EXERCISE DESCRIPTION: List every line of the data below that contains the string "ymax", matching case exactly.

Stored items

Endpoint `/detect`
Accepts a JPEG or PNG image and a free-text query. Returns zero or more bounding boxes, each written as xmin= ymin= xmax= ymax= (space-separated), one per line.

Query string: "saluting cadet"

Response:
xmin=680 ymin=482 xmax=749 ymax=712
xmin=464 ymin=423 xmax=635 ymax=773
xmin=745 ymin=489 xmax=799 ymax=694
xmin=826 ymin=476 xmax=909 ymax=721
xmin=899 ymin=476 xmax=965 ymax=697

RESULT OF THE TASK:
Accepts a JPEG or PNG image and a free-text query. Returns zero or more bounding boxes, each written as xmin= ymin= xmax= ymax= (space-separated), one per line.
xmin=680 ymin=482 xmax=749 ymax=712
xmin=464 ymin=423 xmax=635 ymax=773
xmin=745 ymin=489 xmax=799 ymax=694
xmin=826 ymin=476 xmax=909 ymax=721
xmin=899 ymin=476 xmax=965 ymax=697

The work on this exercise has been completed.